AIM OF THE TASK:
Identify every line in the items below that contains the word "grille", and copy each of those lines. Case counts.

[Data items]

---

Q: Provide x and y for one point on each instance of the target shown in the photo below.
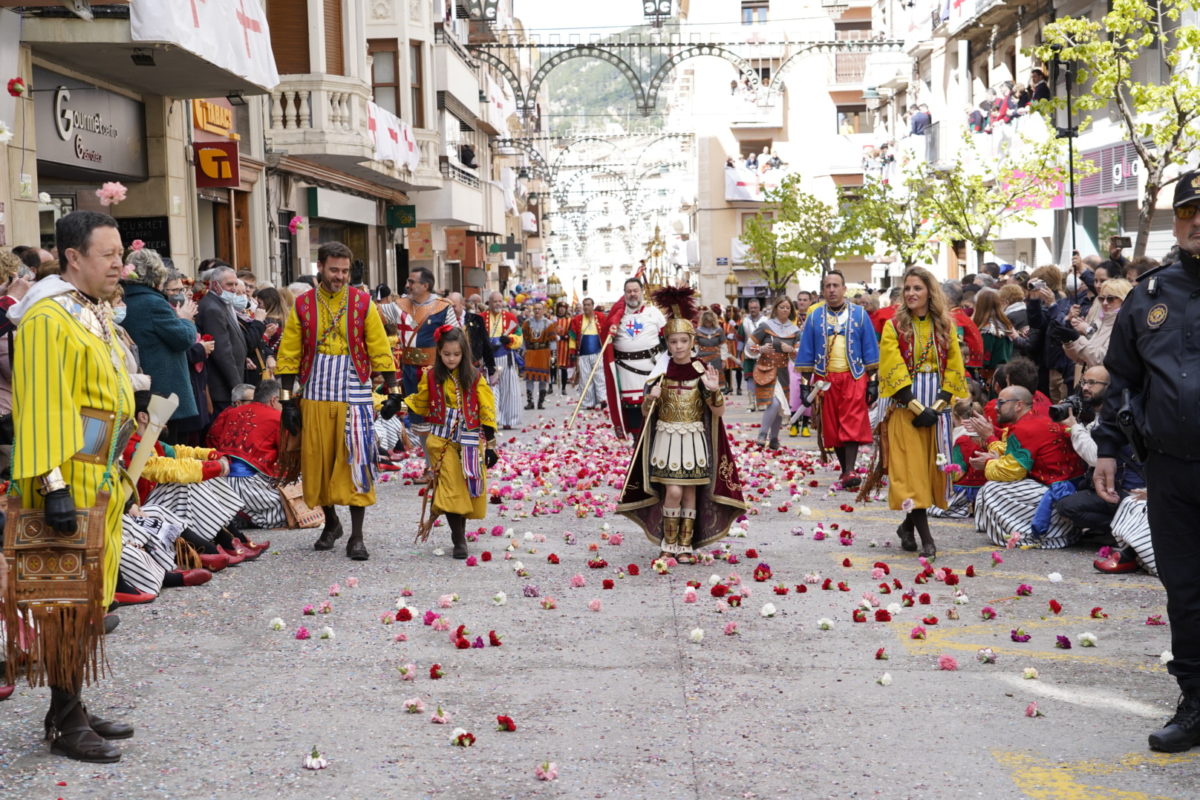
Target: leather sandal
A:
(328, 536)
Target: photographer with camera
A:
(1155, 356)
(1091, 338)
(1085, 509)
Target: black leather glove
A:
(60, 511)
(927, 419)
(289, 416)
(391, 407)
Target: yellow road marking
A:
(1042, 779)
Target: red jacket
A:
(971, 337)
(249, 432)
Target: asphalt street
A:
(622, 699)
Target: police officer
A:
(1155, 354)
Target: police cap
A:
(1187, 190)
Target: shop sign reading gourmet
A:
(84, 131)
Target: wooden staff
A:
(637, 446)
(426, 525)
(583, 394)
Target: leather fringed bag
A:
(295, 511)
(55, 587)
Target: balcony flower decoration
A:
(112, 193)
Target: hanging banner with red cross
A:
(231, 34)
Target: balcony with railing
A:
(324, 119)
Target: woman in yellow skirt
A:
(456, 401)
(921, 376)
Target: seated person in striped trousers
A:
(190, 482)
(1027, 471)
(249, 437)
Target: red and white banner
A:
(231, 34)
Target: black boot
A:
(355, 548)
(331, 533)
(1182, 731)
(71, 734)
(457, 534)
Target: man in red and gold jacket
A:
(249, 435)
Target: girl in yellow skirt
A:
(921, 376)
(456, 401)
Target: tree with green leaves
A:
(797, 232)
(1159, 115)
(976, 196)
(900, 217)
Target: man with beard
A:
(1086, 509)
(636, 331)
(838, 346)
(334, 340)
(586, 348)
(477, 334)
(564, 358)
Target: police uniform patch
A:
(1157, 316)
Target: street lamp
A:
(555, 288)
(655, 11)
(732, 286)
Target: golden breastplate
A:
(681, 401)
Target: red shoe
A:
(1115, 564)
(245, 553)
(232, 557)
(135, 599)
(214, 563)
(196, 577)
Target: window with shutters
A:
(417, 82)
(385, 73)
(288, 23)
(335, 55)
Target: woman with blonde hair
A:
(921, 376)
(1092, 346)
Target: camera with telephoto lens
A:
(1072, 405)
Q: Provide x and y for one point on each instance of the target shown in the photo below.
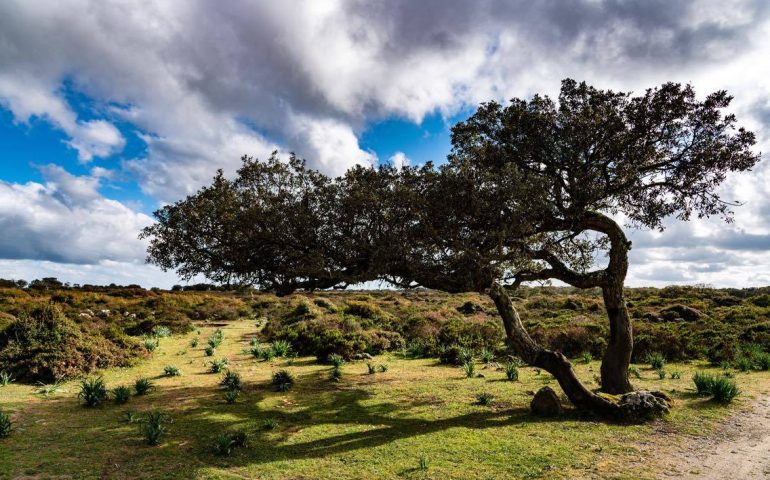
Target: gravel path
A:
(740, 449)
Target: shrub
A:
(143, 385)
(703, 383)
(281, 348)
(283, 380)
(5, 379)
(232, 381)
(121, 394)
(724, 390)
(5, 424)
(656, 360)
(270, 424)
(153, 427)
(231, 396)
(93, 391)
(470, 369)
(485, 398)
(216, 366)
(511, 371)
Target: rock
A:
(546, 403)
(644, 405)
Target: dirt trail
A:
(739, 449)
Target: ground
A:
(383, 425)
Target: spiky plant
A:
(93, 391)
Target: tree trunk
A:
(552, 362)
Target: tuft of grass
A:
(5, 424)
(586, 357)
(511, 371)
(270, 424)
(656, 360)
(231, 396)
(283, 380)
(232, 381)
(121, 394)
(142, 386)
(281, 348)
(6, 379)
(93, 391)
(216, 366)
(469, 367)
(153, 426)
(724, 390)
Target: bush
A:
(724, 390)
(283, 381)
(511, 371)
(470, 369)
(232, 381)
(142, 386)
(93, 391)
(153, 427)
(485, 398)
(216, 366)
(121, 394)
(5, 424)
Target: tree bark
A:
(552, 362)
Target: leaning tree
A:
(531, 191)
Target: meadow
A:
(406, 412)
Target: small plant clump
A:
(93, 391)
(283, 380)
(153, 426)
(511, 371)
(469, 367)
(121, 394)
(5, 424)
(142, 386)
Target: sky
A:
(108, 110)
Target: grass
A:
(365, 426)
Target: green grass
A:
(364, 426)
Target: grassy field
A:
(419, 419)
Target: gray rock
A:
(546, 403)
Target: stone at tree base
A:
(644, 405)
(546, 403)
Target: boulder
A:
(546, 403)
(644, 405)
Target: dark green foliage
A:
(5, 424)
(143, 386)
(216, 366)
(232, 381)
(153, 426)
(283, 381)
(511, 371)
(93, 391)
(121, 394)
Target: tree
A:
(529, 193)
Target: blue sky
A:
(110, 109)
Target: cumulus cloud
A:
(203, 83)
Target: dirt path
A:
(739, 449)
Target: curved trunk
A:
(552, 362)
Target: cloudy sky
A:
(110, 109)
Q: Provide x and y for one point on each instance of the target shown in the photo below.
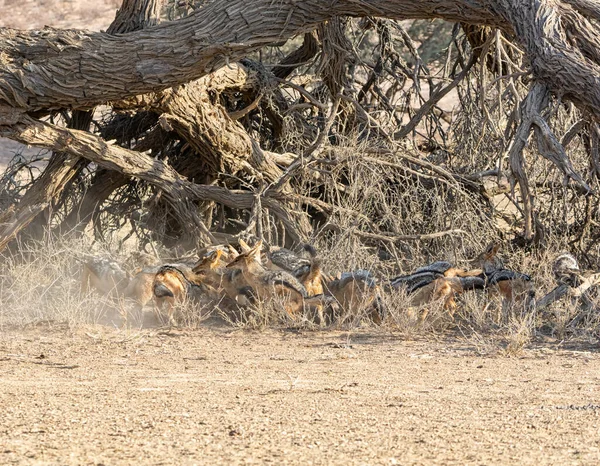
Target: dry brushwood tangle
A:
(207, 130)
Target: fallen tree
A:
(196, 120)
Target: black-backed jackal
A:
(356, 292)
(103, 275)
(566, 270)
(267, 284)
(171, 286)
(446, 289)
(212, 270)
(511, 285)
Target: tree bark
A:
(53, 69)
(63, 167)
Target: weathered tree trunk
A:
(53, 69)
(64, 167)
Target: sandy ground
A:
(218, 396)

---

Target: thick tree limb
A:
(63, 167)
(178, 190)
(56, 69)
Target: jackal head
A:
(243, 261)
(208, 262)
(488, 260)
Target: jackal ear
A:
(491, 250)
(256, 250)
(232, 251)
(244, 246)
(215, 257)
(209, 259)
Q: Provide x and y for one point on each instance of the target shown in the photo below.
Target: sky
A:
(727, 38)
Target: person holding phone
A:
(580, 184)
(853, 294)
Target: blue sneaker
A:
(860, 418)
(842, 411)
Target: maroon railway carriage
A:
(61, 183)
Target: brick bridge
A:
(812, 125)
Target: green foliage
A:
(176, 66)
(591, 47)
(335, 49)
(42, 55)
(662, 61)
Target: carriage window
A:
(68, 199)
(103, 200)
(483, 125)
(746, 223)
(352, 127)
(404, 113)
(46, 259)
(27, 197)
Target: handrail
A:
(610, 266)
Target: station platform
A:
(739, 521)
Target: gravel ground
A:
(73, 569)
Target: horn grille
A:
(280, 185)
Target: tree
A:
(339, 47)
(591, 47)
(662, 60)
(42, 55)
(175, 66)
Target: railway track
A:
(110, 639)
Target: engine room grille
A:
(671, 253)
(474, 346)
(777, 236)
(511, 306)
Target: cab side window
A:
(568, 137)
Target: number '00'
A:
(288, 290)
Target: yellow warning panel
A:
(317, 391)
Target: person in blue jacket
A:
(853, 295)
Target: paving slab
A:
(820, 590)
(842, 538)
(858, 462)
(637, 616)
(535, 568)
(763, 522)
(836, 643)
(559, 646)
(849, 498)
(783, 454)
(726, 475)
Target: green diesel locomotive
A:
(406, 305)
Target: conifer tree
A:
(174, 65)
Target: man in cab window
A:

---

CORRECT ANSWER:
Target: horn grille
Target: engine room grille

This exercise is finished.